Esse acúmulo de função não causa problema só para o indivíduo que faz isso, é um problema coletivo, não se socializa o conhecimento das tarefas e basta essa pessoa ter um dia ruim, ou adoecer, para toda uma organização parar de funcionar. E nem venha apontar dedos para organização do amiguinho, isso é um problema generalizado. Veja, esse comportamento, muito possivelmente, tem raiz na precarização do trabalho : Em nossos empregos acumulamos funções justamente para o empregador não ter que contratar mais pessoas.
O começo da mudança só vai vir quando a gente conseguir construir redes de apoio mútuo e parar de achar que se faz política só com ideias bonitas e boa vontade. É preciso ter um mínimo de “imediatismo” para traçar um caminho para uma solução permanente.
Até por um certo azar, eu acabei vendo um pouco a campanha de São Paulo de Boulos. Veja, o que a deu a diferença dos votos, foi justamente essa parcela do eleitorado que não enxerga na política como um caminho para mudança real e por quem vê em Nunes, “uma governabilidade mais viável”.
Me pega como que não houve (até onde eu tenha ouvido), um grupo de pessoas e tal, que se dispôs em se organizar para dividir eletricidade, guardar alimentos, mesmo uma organização jurídica para processar juridicamente a ENEL e a inabilidade da prefeitura (nem que seja só para ganhar dinheiro em cima desses processos mesmo), etc, etc, etc. Veja, isso é atuar politicamente, você se organiza com grupos de pessoas para determinados fins em comum - a eleição é uma parte muito pequena disso·
O que eu fico vendo é que Sr. Boulos tem cargo de deputado, etc, mas esse ele ter o cargo, realmente trouxe algum saldo positivo para o movimento do qual ele fazia parte ? A vontade do movimento foi expressa através dele, e assim, é foda que falam dessa eleição de Boulos em São Paulo, praticamente desde 2022 e aí Boulos só aparece para fazer campanha. Como isso soa ? Como isso parece para as pessoas ? Não parece só oportunismo de repente ele só aparecer nas eleições ? As pessoas enxergam esse tipo de coisa, é um dos motivos das pessoas não separarem políticos mesmo do PT/PSOL como meros “ladrões corruptos”. É uma falsidade que acaba “se tornando verdade” porque exatamente, o modus operandi deles acaba sendo literalmente o mesmo de políticos invisíveis da estirpe do centrão.
O que eu pus no começo desse texto é importante e é parte dessa dinâmica social. O pensamento mágico e a falta de compreensão da realidade com certeza beneficiaram Nunes, mas essa ideia do “gestor”, nem que seja apenas como título vazio, foi o que fez ele ser o favorito desde o início.
É o realismo capitalismo, essa ideia de que o capitalismo é o único modo de produção, e que basta gerir, “otimizar” o sistema, melhorar sua performance que inevitavelmente nossa vida vai melhorar. Fisher demonstra exatamente, que é essa é a ideologia que guia nossa cultura atual, o nosso limite do que pode ser feito e imaginado.

__QUESTÕES__:
1) Resuma em duas frases o texto sobre organização política.
2) Redigite, do texto sobre organização política, tudo o que vai de "O começo da" até "uma solução permanente.".
3) Escreva o que vem a seguir no texto sobre organização política, começando após sua última frase.

__DADOS EXTRAÍDOS__:
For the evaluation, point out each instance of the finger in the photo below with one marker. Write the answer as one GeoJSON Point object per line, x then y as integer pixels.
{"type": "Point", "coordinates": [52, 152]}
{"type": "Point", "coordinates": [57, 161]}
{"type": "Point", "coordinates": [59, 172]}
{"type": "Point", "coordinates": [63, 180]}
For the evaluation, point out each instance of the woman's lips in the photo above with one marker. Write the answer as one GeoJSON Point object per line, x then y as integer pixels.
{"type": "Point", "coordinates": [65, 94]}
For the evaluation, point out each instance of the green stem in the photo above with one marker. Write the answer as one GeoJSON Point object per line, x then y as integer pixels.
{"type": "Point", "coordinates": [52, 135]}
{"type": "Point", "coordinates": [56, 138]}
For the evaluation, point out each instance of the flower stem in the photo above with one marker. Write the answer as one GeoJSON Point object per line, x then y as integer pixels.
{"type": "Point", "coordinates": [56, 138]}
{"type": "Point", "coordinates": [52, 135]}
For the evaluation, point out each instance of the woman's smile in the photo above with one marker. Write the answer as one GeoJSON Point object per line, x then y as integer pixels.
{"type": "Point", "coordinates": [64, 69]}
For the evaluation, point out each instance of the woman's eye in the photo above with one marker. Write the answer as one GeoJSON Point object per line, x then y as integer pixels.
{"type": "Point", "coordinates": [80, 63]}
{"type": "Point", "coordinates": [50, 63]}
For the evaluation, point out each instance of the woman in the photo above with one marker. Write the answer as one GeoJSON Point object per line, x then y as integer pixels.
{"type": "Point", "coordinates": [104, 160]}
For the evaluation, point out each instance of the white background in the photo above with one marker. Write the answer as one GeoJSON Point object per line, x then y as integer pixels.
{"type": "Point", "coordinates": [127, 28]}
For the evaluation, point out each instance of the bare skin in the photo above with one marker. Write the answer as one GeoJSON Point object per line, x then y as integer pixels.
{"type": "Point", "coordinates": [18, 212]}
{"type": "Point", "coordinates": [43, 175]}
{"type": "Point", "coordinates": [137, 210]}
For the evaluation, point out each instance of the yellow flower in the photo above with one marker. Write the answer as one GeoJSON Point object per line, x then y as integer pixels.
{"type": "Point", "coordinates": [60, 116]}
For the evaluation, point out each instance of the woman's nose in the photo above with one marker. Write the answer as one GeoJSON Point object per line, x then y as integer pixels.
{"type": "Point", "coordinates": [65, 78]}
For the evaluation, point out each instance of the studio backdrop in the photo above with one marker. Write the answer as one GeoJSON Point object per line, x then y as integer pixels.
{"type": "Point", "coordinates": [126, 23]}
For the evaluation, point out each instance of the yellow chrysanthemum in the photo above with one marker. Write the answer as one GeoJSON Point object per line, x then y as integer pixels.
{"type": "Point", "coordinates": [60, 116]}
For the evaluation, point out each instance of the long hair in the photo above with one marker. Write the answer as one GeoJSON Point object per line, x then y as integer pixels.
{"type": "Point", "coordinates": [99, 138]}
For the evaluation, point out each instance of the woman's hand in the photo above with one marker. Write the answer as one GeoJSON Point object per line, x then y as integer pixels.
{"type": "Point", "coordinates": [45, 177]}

==

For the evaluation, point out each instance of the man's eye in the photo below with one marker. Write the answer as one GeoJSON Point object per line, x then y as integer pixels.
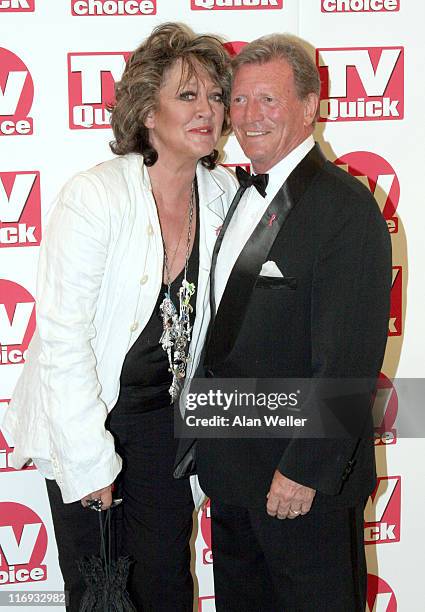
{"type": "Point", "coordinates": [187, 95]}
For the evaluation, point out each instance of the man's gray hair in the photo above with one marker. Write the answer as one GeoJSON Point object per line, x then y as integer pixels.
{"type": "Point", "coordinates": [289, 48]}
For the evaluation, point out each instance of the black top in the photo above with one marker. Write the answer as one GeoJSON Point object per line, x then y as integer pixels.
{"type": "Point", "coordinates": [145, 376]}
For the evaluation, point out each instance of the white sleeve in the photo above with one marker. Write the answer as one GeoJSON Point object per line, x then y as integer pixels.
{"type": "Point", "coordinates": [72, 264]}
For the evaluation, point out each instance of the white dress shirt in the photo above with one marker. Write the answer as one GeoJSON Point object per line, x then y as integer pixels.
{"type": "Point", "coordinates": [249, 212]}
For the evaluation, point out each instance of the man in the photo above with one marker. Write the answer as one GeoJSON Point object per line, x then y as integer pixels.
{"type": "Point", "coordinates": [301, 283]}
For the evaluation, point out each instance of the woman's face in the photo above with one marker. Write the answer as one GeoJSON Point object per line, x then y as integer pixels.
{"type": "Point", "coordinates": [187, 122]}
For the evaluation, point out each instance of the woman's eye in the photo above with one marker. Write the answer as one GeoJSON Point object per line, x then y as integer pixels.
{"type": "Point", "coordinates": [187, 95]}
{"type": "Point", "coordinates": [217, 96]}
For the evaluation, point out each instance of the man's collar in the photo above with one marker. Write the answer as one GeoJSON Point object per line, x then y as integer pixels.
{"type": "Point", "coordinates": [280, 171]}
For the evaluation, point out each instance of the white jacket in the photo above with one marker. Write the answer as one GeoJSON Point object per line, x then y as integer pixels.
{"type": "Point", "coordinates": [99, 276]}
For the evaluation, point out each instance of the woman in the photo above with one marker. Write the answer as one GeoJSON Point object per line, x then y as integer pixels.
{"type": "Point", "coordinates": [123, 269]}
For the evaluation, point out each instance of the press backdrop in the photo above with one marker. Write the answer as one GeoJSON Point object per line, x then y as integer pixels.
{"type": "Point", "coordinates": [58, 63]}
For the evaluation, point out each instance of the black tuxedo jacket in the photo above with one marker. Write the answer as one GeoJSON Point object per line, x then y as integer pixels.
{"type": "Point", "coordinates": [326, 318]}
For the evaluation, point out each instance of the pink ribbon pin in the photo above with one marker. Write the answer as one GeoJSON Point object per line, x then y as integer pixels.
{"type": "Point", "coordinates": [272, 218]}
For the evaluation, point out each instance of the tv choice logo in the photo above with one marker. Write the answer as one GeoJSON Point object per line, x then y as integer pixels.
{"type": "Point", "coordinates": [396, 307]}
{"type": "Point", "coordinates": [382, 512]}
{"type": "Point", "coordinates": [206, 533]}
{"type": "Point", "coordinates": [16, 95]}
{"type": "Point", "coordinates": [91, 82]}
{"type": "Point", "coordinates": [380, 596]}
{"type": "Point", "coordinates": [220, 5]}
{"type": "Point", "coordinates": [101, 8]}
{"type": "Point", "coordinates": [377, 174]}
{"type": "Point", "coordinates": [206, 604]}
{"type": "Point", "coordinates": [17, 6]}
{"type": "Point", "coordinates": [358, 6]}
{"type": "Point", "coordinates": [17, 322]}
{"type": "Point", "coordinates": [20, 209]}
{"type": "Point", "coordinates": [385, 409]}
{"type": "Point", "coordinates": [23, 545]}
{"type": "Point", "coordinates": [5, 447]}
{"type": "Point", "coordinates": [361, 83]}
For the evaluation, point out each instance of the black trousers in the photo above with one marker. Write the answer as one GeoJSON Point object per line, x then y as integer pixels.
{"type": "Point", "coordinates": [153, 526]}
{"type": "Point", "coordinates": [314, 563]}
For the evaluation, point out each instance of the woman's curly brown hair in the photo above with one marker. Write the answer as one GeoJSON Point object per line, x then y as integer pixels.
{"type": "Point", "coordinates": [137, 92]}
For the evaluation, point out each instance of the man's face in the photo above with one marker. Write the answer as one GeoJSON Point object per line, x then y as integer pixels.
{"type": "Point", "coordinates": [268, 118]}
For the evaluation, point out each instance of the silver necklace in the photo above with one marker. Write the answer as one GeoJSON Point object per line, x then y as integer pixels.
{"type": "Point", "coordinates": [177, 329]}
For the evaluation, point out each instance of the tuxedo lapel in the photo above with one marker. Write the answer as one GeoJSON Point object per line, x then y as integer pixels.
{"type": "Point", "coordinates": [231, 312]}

__RESPOSTAS NUMERADAS__:
1) O texto afirma que o acúmulo de funções é um problema coletivo que pode paralisar organizações, possivelmente enraizado na precarização do trabalho, e que a mudança exige redes de apoio mútuo e organização de pessoas para fins comuns, sendo a eleição só uma pequena parte da atuação política. Critica ainda Boulos por aparecer apenas para fazer campanha, o que pode soar como oportunismo, e atribui o favoritismo de Nunes à ideia do “gestor”, associada ao realismo capitalista descrito por Fisher.

2)
O começo da mudança só vai vir quando a gente conseguir construir redes de apoio mútuo e parar de achar que se faz política só com ideias bonitas e boa vontade. É preciso ter um mínimo de “imediatismo” para traçar um caminho para uma solução permanente.

3)
Só realmente se quebra isso, com uma prática material que supere essa (des)organização capitalista. Isto é, com organização revolucionária. Caiu o muro de Berlim, falaram que o comunismo morreu, por que Cuba e a Coreia Popular continuam em pé ? Por que existe MST no Brasil ainda ? Como que um partido de esquerda radical como a UP surgiu mesmo no governo Bolsonaro ?
Aqui você pode achar feio, fazer cara de nojo, etc, etc, mas é fato que essas organizações se mantiveram ou surgiram em clima de derrota geral para a esquerda. É preciso de uma vez compreender que de um lado, será que tudo o que o PT faz é tão descartável assim ? Será que a gente não pode aprender uma coisa ou outra ? E tipo, será que adianta também chegar ao poder da forma que o PT chegou ?
Isso é uma pergunta que precisamos fazer antes de sair por aí saqueando os espólios políticos do PT e mesmo do trabalhismo. Veja, tanto o trabalhismo como o “petismo” foram hegemônicos por décadas nesse país, fazendo um balanço, será que eles foram mais eficazes em trazer mudanças que outras formas de organização e política popular ? A gente realmente precisa mais Lulas ?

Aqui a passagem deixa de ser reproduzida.